◆ **REQUIRED WORK**
A verbatim transcript of the data below is required, images omitted.

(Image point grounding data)
[Start of section]

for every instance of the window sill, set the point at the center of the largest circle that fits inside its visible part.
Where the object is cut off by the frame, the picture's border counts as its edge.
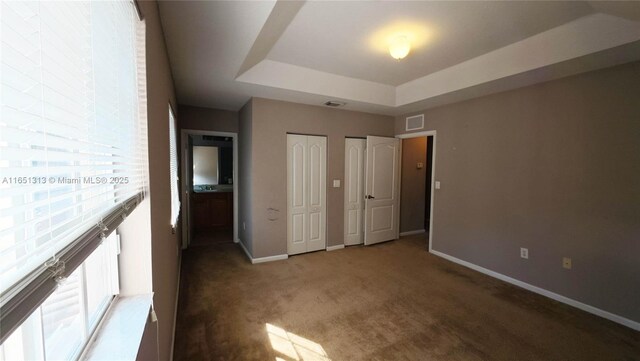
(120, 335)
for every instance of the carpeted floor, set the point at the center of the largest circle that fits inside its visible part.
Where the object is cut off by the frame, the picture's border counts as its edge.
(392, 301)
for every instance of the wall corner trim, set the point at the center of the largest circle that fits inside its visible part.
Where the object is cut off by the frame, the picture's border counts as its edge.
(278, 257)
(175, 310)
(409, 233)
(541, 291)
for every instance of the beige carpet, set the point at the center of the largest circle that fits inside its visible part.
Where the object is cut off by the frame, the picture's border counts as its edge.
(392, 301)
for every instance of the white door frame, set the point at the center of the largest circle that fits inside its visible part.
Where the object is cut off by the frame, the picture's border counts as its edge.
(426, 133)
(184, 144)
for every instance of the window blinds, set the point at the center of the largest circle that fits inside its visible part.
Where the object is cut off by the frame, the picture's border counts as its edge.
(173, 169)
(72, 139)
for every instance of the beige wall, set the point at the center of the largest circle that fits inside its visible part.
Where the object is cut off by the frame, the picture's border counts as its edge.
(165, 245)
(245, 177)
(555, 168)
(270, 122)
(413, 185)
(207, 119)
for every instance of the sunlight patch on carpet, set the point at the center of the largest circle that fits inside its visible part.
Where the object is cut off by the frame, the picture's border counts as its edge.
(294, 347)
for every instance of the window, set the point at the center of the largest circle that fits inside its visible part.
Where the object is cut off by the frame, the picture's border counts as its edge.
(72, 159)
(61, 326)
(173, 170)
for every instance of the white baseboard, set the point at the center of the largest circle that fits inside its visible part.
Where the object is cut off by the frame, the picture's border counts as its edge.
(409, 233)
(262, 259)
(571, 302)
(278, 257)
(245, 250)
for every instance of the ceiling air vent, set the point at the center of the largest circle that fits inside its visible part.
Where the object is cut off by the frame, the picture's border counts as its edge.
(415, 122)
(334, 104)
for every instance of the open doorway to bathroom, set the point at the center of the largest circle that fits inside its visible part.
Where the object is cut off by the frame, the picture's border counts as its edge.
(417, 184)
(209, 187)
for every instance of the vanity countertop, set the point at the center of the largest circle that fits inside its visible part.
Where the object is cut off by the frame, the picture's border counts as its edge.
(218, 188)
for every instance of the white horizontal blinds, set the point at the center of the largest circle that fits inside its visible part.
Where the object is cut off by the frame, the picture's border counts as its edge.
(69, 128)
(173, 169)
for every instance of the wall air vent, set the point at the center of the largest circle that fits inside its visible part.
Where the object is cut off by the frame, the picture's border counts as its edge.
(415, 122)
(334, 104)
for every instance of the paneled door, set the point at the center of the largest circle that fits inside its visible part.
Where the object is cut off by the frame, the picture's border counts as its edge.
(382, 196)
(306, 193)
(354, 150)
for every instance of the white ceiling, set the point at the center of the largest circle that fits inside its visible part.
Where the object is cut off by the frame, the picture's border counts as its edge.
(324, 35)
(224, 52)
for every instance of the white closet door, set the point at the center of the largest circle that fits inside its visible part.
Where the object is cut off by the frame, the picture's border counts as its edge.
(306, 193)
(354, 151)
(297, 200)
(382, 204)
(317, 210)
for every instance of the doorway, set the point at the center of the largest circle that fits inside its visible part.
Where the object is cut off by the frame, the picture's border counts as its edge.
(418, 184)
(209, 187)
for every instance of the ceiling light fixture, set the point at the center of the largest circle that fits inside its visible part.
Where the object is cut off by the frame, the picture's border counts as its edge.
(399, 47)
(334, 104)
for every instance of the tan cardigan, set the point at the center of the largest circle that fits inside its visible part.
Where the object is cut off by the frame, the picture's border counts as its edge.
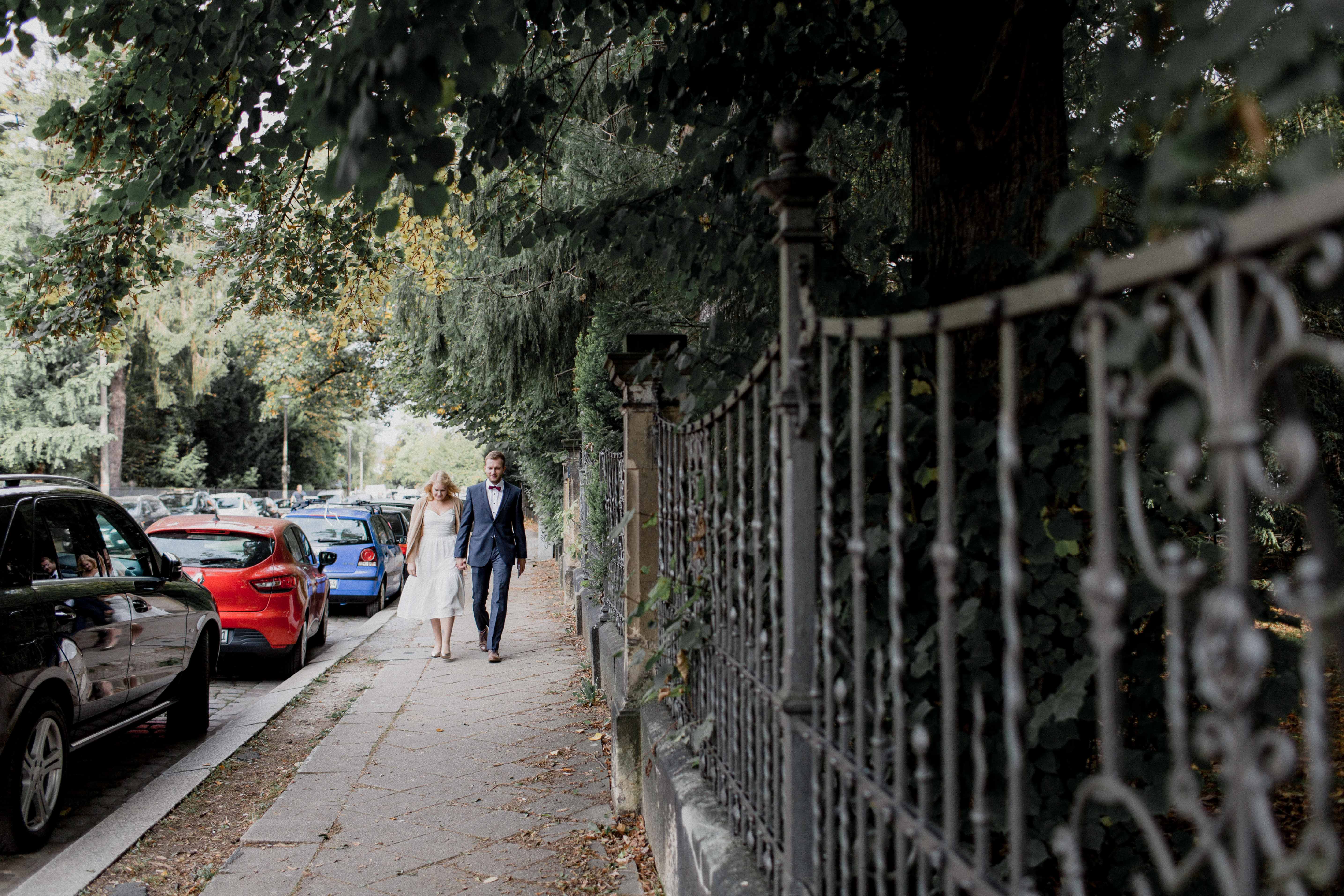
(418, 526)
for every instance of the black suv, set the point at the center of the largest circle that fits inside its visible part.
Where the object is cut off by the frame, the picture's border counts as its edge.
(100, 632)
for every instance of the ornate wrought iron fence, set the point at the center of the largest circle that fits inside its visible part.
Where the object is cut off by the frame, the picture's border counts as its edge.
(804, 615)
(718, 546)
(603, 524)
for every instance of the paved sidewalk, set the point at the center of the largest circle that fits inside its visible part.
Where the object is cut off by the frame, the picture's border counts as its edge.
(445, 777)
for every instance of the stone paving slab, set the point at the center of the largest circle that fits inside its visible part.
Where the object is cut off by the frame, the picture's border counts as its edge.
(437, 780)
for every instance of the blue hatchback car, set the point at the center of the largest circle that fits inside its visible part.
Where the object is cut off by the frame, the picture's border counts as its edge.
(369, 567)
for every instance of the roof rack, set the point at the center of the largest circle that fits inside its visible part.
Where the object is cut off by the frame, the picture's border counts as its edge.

[End of section]

◆ **RESPONSE AREA**
for every instance of the window sill, set the point at the center of the largest circle that fits inside its visible part.
Where the object is cut off by the frame, the picture's border counts as its edge.
(120, 335)
for every instance of the carpeted floor, set the point at the center of the largest circle that fits inside its visible part.
Where the object is cut off by the frame, the picture's border counts as its edge.
(392, 301)
for every instance of the wall corner trim, set the point at the center of the largest circle that fits inside its visible part.
Where the object is cut off by the frame, the picture's border counts as its edge.
(278, 257)
(175, 310)
(409, 233)
(541, 291)
for every instance of the beige carpet, set the point at the center of the largest circle that fits inside its visible part.
Where the object is cut off by the frame, the picture's border counts as its edge.
(392, 301)
for every instance of the white door frame, set the point at the center of the largest circle that fits inside its visible part.
Where the object is cut off by the frame, the picture's border counts as its edge.
(426, 133)
(184, 144)
for every instance of the window blinds, set the point at the center of the largest circle that fits inside its visible part.
Where the object is cut off by the frame, the picture's border counts as its edge.
(173, 169)
(72, 139)
for every instance of the beige wall, set the point at the center of the largest circle that fits inside its visible part.
Where the object is cut off by the frame, the picture's border counts as its edge.
(165, 245)
(245, 177)
(555, 168)
(270, 122)
(413, 185)
(207, 119)
for every instance of the sunlight patch on carpet, set the point at the center of the largest circle that fits inside its visible part.
Where the object is cut off by the frame, the picture's border counts as its edge.
(294, 347)
for every instance of the window, set the point at the center of the largest circle that fits inside its visible part.
Where the object is cut off by the frame, the picture's border counts as its edge.
(72, 159)
(61, 326)
(173, 170)
for every instance of the white baseboard, set the point at the center of the largest circle that fits inside its visible part.
Where the object is cut off by the frame, the picture's border counts as its edge.
(409, 233)
(262, 259)
(571, 302)
(278, 257)
(245, 250)
for every instance of the ceiling air vent, set the point at the center of the largest circle that fits inside its visible part.
Where the object is cut off by the frame, the picture's border counts as its edge.
(415, 122)
(334, 104)
for every instance of the open doorway to bathroom, set the point at the center of the largest circle that fits inside its visible part.
Where the object is cut off by the frame, the picture's border counts as its edge.
(417, 184)
(209, 187)
for every instance of the vanity countertop, set the point at the center of the largest circle that fits inside its visible part.
Where the object is cut off by the frame, the picture's border counts as its edge.
(218, 188)
for every instance of the white horizontal blinds, set the point at the center of the largest circle that fits inside its visible part.
Where the object is cut off by the frame, the picture's border counts as its edge.
(69, 128)
(173, 169)
for every instance of the wall air vent, set the point at the center of the largest circle that fits inside its visible part.
Where the object is cut off by the frame, the picture's border counts as its edge.
(415, 122)
(334, 104)
for every instance of the paneled door, set the point at the center of the largest circle that fits inside its visible part.
Where the object is cut off by the frame, the picture's border counts as its edge.
(382, 196)
(306, 193)
(354, 150)
for every instance of the white ceiling, set the point at the center of the largest circle that fits inside its visible part.
Where the object is cut off by the frame, the picture's border counts as its edge.
(324, 35)
(224, 52)
for every instance of the white closet door, set the point at the center of the largest circle that fits inside its visible part.
Where the object is cut off by the frame, the picture's border counts as its edge.
(306, 193)
(354, 151)
(297, 200)
(382, 204)
(317, 210)
for every instance of the doorway, set the point at the center of the largest circle that fits inside its visible part.
Where the object is cut off by the frame, the picture's border counts as its edge.
(418, 184)
(209, 187)
for every instance of the ceiling light fixture, set the point at the center of the largest circle that fits inside its visible part.
Where the object is cut off by the frame, the picture's border counts as its edge.
(399, 47)
(334, 104)
for every instance of the tan cardigan, set the point at the center of the largest circle that fits inside its visible part.
Where the object is cut off by the frame, the picture's border counts as its edge.
(418, 526)
for every instance of the black suv, set the point at the center of the largest circle that fits inside its visible part.
Where the object is cut off by the frame, the picture's border counts as its edge.
(100, 632)
for every instance of the ornate wrought iron fence, set the point at the center of the largest circle that fits inside its visible part.
Where the object is cut off by the frame, the picture's border counts as its edge.
(804, 615)
(718, 546)
(603, 524)
for every instance of the paved sidewalk, set the point at the center of the largest circle that fits inside its visible part.
Where the object is cut off by the frame, the picture's border counts as its edge.
(445, 777)
for every instance of the stone paving slab, set the point at the center of the largest circle that fits inside its visible part.
Where the object is cut off by the frame, the picture's border counts as its edge.
(437, 780)
for every instance of the blue hatchback car, set the point at the center of the largest circle that fits inside its visible part.
Where the object is cut off by the frame, the picture's border counts as its edge.
(369, 567)
for every instance of the roof rack, set the point at the center of the largest circle that fits inside its visible part.
Where the object is cut off by the frame, the picture's border counts as its edge.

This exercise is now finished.